> **Problems**
1 – What par value per share does the contingent share capital provision set for the registered shares?
2 – Reproduce the contingent share capital provision word for word, everything from "1                  The share" down to "of the Company.".

> **Extract**
Contingent Share Capital

 

1                  The share capital may be increased in an amount not to exceed CHF 216,300,000 through the issuance of up to 210,000,000 fully paid registered shares with a par value of CHF 1.03 per share,

 

a)              up to the amount of CHF 206,000,000 through the exercise of conversion rights and/or warrants granted in connection with the issuance on national or international capital markets of newly or already issued bonds or other financial market instruments by the Company or one of its group companies, and

 

b)             up to the amount of CHF 10,300,000 through the exercise of warrant rights granted to the shareholders by the Company or one of its group companies. The Board of Directors may grant warrant rights not taken up by shareholders for other purposes in the interest of the Company.

 

The pre-emptive rights of the shareholders shall be excluded in connection with the issuance of convertible or warrant-bearing bonds or other financial market instruments or the grant of warrant rights. The then current owners of conversion rights and/or warrants shall be entitled to subscribe for the new shares. The conditions of the conversion rights and/or warrants shall be determined by the Board of Directors.

> **Recorded data**
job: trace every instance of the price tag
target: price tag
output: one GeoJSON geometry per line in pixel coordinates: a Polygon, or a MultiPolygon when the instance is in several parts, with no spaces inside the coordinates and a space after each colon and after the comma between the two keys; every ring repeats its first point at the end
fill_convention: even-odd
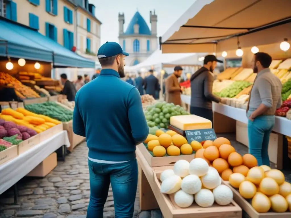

> **Per-task outputs**
1 – CHF 1.03 per share.

2 –
1                  The share capital may be increased in an amount not to exceed CHF 216,300,000 through the issuance of up to 210,000,000 fully paid registered shares with a par value of CHF 1.03 per share,

 

a)              up to the amount of CHF 206,000,000 through the exercise of conversion rights and/or warrants granted in connection with the issuance on national or international capital markets of newly or already issued bonds or other financial market instruments by the Company or one of its group companies, and

 

b)             up to the amount of CHF 10,300,000 through the exercise of warrant rights granted to the shareholders by the Company or one of its group companies. The Board of Directors may grant warrant rights not taken up by shareholders for other purposes in the interest of the Company.